[RECORD SET]:
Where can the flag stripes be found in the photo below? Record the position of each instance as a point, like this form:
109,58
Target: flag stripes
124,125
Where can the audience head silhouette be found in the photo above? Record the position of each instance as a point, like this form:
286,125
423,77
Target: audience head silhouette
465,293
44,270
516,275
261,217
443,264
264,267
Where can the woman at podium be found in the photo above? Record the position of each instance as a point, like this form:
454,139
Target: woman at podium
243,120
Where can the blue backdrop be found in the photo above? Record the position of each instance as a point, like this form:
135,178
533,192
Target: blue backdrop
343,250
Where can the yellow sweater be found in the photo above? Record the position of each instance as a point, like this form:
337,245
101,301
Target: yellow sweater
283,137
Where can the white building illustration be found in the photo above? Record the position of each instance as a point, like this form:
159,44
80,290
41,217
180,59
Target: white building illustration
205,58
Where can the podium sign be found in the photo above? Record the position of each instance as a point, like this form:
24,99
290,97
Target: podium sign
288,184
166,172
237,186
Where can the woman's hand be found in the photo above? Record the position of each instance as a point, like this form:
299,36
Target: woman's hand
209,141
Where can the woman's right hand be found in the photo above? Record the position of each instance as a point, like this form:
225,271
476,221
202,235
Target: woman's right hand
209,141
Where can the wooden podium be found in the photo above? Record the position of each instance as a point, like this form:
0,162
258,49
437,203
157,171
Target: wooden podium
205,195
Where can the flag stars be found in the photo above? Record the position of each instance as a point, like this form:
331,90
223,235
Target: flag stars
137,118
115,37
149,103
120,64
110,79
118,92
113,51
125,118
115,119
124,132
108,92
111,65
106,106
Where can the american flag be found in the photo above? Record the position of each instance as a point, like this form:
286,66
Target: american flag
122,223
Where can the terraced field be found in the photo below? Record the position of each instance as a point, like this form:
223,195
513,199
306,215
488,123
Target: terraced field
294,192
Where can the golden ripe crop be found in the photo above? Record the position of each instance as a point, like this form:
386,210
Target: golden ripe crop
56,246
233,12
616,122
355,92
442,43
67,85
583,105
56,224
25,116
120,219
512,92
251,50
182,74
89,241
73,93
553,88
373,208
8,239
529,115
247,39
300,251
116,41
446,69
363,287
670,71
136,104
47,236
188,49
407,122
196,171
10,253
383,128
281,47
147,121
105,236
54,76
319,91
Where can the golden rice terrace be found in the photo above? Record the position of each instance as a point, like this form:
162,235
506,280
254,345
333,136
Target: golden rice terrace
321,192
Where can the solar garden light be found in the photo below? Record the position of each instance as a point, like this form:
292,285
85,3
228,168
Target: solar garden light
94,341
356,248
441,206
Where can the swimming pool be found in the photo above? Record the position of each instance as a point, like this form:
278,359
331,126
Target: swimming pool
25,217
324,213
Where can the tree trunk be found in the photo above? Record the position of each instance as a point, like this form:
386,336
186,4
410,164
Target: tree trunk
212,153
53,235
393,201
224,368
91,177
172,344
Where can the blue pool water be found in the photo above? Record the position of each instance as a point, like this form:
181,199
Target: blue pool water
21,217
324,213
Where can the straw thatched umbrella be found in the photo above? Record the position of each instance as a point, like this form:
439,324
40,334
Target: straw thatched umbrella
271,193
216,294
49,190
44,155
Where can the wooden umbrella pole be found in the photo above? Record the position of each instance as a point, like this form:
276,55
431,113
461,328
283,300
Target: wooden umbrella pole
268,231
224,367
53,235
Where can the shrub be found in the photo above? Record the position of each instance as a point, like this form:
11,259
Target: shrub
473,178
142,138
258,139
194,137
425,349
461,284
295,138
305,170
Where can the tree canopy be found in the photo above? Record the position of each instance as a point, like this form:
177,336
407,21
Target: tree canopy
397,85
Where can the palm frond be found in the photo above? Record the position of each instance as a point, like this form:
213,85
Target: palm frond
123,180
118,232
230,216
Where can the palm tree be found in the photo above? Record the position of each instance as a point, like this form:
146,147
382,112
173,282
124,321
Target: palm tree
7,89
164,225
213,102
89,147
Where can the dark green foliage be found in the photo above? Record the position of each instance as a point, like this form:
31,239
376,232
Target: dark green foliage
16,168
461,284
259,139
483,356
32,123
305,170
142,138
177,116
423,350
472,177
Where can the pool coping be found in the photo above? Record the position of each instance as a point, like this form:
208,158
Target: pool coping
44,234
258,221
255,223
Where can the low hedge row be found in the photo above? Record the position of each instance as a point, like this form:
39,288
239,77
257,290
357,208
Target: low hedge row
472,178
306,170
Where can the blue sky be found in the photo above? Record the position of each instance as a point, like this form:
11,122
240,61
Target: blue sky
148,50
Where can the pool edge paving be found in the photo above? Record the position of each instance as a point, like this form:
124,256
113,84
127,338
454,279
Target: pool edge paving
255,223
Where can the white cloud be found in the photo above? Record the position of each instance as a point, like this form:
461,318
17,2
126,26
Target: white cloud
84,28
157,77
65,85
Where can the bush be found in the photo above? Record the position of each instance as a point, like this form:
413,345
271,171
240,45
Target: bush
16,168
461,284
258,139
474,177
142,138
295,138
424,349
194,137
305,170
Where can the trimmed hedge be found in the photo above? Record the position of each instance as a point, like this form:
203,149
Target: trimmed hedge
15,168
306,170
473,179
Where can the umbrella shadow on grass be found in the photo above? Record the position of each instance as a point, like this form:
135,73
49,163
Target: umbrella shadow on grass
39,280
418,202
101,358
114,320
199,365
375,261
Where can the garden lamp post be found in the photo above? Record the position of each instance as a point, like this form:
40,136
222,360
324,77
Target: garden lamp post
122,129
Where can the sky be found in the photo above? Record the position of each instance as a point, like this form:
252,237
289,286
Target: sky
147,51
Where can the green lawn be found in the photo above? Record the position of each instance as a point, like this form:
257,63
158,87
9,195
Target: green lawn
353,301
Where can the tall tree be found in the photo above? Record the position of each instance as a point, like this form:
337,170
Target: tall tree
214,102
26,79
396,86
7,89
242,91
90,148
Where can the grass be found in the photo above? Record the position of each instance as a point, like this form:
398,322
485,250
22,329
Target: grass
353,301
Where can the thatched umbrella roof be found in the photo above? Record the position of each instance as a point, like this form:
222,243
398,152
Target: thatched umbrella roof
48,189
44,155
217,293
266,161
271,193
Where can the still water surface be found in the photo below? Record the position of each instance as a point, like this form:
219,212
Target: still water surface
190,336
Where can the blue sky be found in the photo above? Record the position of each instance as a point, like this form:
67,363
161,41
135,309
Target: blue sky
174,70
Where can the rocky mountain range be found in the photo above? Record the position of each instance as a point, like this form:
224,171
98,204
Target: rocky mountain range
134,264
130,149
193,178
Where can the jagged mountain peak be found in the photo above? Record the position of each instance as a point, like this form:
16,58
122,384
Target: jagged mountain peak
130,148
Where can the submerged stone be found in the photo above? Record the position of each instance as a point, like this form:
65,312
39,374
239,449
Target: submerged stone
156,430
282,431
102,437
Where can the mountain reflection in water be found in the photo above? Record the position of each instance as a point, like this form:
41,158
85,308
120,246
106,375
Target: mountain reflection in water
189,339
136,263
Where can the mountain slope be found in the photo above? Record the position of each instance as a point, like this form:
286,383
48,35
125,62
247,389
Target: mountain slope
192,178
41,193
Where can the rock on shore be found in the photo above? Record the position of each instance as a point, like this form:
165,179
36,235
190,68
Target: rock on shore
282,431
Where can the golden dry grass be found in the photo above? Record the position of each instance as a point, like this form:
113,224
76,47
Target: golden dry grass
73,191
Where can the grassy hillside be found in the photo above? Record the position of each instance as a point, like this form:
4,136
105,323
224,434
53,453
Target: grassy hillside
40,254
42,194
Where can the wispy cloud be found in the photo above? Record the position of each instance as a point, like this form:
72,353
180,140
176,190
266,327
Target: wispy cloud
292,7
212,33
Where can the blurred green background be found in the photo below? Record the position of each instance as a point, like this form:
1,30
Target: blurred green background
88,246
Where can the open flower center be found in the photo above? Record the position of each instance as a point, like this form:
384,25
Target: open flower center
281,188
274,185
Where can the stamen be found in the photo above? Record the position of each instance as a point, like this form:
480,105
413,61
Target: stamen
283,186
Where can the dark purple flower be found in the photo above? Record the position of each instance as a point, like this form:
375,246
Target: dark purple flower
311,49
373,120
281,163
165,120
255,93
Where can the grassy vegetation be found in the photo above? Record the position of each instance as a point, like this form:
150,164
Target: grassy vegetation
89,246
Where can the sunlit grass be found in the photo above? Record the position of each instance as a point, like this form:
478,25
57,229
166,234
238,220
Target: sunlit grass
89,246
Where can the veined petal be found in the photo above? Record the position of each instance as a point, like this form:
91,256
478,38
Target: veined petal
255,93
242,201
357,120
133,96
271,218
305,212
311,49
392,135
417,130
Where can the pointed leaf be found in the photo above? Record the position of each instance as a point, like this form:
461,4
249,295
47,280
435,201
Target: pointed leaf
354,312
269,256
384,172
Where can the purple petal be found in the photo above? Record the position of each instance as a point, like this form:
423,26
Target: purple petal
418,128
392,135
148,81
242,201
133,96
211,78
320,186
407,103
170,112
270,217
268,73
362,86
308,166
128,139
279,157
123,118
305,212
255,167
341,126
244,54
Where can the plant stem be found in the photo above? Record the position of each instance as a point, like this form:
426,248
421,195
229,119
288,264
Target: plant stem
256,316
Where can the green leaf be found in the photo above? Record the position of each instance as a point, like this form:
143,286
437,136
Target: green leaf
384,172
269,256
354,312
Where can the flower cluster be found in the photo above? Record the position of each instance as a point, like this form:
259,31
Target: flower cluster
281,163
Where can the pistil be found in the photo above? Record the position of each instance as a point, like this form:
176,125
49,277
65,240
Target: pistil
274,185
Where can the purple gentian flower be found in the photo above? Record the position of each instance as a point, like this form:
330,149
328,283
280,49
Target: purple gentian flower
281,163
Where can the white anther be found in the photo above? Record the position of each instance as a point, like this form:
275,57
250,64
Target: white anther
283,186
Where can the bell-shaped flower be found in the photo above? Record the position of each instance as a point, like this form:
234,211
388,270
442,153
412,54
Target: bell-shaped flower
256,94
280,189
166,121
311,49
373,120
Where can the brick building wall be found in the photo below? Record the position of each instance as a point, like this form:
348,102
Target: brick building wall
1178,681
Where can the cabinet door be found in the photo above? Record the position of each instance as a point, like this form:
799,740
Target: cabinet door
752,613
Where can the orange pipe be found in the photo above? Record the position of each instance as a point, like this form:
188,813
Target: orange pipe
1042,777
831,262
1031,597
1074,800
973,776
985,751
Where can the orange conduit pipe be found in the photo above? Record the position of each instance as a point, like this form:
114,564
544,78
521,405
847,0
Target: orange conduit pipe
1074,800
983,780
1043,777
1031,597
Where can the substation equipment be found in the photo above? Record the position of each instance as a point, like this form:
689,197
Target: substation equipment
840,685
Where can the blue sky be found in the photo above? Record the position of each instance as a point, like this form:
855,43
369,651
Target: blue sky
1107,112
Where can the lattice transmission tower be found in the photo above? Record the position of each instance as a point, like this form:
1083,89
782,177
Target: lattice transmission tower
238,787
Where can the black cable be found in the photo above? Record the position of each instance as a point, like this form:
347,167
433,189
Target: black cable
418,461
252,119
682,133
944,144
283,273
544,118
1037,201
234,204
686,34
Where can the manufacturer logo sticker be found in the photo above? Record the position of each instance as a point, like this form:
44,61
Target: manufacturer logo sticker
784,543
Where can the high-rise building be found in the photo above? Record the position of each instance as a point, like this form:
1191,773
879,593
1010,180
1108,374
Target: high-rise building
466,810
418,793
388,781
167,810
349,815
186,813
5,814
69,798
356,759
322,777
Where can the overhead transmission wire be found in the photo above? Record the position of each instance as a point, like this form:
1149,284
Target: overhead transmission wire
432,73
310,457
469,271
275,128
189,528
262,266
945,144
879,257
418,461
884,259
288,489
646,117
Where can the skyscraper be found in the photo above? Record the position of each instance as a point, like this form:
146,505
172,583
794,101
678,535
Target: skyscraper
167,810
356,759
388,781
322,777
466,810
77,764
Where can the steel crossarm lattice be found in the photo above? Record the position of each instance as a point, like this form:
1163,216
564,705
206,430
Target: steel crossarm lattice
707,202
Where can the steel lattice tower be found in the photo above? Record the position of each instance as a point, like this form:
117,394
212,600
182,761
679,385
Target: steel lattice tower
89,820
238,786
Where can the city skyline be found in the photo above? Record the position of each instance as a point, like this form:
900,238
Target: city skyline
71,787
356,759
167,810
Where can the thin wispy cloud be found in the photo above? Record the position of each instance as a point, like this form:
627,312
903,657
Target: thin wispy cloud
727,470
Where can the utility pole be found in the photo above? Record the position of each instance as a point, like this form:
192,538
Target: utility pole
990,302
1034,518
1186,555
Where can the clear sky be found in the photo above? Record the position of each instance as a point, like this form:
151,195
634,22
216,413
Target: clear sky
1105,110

[EXERCISE]:
Between the line holding "Where can the city" and the end of the records, inclusive, change "utility pole" to "power pole" and write those lines out again with nothing else altered.

[TASK ANSWER]:
Where can the city skyline be found in the photo above? Record the position of each instance as a point, like this form:
900,238
Target: city skyline
71,787
356,759
167,810
Where can the thin wispy cloud be found in the photo above? Record the position of each instance as a point, like this form:
627,312
903,657
Target: thin wispy cloud
727,470
Where can the power pole be found in the photo above? Record the position of each instance as a point, like this form:
192,538
Target: power pole
990,302
1034,518
1186,555
Where can the clear sky be found in the photo above? Record the position of each instance as a point, like this form:
151,195
634,22
216,413
Target: clear sky
1105,110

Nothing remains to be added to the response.